_The request_.
Gather each line in the entries below that contains the word "glass" and copy those lines in full.

_Entries shown_.
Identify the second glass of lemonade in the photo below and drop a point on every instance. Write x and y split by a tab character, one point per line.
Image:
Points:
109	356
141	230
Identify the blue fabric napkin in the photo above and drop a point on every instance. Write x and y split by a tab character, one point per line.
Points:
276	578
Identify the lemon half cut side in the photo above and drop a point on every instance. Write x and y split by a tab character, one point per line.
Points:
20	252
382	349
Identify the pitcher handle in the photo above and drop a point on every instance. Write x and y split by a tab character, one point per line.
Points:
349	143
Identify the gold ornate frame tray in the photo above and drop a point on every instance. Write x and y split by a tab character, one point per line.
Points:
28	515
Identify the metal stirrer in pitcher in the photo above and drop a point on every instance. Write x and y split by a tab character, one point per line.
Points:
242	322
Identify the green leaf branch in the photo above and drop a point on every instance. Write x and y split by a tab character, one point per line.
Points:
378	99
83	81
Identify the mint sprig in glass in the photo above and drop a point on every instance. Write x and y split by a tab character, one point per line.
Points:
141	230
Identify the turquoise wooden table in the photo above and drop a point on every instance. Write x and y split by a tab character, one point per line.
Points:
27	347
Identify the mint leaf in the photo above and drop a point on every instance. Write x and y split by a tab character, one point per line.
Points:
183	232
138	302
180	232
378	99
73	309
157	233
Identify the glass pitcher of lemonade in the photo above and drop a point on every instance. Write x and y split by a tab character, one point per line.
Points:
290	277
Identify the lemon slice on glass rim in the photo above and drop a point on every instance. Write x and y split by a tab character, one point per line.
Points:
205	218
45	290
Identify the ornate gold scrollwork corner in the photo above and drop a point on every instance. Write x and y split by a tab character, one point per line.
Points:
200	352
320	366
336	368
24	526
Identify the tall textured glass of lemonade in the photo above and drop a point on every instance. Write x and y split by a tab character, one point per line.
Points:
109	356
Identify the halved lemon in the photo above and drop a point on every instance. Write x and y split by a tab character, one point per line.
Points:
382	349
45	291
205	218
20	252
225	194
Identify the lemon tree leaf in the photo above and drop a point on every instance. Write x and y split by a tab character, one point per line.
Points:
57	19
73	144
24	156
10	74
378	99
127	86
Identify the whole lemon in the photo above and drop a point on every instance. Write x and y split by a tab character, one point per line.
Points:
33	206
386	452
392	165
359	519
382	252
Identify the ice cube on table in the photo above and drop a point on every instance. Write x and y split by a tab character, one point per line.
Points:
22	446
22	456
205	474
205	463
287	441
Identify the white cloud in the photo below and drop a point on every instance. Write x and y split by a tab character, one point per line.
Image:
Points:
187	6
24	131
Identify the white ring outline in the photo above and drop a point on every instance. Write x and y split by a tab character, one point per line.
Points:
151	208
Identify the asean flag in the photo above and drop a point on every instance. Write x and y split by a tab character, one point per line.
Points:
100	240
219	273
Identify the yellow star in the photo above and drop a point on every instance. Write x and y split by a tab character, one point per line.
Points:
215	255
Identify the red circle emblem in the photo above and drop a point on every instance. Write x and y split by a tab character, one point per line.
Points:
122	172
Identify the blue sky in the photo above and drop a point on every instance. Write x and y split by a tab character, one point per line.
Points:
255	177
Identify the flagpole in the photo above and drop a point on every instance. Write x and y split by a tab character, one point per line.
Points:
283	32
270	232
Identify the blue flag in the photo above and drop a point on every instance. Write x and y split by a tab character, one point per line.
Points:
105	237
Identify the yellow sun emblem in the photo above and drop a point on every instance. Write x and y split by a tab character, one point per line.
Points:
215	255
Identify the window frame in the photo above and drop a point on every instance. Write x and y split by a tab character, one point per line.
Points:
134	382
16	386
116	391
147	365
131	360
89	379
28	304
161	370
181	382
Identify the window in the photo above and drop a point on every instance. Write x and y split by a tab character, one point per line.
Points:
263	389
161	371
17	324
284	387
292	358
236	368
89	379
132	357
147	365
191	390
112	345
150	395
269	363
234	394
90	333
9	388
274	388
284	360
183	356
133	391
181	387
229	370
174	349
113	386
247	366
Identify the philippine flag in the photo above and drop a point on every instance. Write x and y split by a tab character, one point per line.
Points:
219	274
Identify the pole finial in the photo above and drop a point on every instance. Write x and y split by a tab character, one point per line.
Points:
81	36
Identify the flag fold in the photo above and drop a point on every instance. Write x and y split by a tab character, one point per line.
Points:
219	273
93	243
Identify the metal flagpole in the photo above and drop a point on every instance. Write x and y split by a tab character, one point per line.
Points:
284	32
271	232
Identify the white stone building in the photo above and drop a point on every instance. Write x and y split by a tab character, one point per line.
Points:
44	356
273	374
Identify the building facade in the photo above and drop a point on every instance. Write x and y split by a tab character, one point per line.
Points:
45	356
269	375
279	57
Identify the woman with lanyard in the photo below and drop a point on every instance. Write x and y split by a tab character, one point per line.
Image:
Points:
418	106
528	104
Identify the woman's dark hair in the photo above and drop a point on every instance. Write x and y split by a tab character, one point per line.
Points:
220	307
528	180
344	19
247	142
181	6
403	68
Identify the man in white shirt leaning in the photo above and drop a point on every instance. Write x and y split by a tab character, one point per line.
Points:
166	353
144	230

---

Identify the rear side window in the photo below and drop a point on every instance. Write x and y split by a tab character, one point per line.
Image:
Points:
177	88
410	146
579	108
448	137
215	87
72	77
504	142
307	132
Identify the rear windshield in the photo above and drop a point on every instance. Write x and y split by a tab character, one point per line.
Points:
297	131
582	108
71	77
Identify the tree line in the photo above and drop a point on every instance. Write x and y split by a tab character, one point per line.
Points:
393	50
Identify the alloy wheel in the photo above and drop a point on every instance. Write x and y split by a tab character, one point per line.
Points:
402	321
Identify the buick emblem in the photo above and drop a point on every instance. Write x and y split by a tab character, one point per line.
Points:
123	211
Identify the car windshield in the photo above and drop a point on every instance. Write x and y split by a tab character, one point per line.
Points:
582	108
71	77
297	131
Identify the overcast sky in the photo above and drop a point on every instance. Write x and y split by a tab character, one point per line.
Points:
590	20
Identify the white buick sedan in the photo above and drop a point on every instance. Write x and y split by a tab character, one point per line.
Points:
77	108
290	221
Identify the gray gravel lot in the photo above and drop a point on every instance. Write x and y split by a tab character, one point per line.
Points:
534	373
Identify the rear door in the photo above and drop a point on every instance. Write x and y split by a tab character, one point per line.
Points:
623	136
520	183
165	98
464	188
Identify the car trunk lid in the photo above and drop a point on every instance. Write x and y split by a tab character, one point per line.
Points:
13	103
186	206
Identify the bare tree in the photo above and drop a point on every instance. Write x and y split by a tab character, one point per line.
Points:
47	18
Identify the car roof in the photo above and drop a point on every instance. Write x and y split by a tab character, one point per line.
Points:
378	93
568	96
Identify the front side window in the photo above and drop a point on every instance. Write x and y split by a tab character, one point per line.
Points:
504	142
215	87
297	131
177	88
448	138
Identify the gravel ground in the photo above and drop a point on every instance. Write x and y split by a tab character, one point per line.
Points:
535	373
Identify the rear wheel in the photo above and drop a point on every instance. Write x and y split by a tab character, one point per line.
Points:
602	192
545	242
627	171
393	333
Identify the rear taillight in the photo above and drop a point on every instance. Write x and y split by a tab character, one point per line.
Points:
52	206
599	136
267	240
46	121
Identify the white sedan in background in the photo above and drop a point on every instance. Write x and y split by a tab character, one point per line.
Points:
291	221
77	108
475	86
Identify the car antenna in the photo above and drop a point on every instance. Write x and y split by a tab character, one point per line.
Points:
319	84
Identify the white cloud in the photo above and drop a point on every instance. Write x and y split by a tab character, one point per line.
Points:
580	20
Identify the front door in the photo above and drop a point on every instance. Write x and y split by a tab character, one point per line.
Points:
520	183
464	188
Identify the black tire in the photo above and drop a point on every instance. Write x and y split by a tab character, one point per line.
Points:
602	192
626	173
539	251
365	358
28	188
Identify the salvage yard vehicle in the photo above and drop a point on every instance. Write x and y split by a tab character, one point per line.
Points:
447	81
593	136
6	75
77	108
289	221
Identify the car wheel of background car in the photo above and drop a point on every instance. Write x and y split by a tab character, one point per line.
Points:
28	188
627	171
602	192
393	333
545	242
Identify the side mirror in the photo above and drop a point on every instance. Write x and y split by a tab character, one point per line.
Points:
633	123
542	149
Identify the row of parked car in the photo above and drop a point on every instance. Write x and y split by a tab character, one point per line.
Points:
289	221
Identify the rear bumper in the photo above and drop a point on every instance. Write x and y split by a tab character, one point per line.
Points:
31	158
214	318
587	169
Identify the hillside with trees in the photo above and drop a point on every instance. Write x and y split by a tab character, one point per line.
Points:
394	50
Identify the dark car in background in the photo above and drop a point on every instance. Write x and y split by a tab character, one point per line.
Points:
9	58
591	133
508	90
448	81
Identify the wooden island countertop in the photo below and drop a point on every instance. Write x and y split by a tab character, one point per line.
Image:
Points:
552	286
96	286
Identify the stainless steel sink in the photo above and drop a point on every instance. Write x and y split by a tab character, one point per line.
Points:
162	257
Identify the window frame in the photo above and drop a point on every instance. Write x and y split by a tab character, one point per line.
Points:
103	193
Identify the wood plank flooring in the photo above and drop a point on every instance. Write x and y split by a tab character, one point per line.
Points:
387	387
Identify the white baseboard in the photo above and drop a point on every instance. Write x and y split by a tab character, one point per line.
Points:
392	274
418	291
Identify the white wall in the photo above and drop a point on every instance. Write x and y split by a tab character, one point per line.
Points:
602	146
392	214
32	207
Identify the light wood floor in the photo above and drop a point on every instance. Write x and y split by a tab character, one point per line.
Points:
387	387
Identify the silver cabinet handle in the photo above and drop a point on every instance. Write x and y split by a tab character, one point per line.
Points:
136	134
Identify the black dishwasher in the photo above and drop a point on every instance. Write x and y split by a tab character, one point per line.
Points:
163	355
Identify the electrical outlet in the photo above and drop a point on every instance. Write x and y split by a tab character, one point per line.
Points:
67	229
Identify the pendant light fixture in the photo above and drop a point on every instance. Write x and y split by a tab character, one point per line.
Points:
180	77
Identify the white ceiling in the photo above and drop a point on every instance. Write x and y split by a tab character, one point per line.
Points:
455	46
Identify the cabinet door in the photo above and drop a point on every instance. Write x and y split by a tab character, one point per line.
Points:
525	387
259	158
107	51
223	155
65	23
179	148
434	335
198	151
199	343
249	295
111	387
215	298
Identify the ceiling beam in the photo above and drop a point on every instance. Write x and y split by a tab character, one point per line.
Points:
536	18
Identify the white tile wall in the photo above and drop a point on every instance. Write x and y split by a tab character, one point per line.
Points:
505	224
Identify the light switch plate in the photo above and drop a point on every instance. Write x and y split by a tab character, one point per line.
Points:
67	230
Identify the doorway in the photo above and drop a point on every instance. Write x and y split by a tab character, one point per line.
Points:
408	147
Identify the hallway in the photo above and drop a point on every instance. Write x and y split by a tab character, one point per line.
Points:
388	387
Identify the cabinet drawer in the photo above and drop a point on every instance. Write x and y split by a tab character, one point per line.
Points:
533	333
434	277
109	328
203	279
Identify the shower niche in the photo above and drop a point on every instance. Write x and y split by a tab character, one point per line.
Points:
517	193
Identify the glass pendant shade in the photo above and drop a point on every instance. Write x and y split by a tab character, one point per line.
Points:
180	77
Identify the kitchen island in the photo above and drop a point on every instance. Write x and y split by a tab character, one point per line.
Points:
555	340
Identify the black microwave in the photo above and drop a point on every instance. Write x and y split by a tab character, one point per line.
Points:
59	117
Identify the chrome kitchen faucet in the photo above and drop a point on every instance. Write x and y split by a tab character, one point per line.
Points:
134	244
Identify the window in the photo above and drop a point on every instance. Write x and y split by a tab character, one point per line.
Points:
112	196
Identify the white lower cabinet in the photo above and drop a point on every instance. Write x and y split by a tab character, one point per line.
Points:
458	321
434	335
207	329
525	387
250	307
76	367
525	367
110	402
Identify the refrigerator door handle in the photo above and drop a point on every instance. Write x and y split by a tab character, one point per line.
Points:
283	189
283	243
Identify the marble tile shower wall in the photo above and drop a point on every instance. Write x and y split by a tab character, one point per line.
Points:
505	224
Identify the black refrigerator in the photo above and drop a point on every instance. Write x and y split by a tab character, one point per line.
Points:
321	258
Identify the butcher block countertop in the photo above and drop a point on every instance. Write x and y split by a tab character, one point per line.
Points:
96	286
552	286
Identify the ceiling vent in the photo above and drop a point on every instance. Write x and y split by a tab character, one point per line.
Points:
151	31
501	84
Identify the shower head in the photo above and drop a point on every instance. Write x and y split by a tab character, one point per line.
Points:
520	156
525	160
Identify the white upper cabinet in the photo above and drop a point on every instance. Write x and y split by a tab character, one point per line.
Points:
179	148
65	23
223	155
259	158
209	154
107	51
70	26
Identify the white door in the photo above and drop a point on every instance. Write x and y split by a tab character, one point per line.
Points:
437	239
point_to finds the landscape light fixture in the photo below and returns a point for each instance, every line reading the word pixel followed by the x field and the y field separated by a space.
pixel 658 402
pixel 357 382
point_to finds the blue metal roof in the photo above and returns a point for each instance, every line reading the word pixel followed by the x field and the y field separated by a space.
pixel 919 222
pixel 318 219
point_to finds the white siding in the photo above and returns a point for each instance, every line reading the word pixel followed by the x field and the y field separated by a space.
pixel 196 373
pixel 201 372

_Answer to the problem_.
Identify the second glass of lemonade in the photo below and drop a point on every instance. Write x and y split by a tab character, one point per line.
Identify the mint sprig in glass in the photo above and drop a point on every instance. Write x and y split by a tab character, one point per line.
Identify the glass pitcher of lemonade in the photo above and drop a point on every instance. Write x and y split by a tab character, one point per line.
Identify the lemon slice on glass rim in the photo above and drop a point on every instance. Write x and y split by a tab character, one point per line.
Identify the tall textured glass of lemonade in the photo above and drop a point on every instance. Write x and y split by a tab character, one point per line.
Identify the glass pendant shade in the photo above and drop a point on every instance. Write x and y split by a tab character, one point per line.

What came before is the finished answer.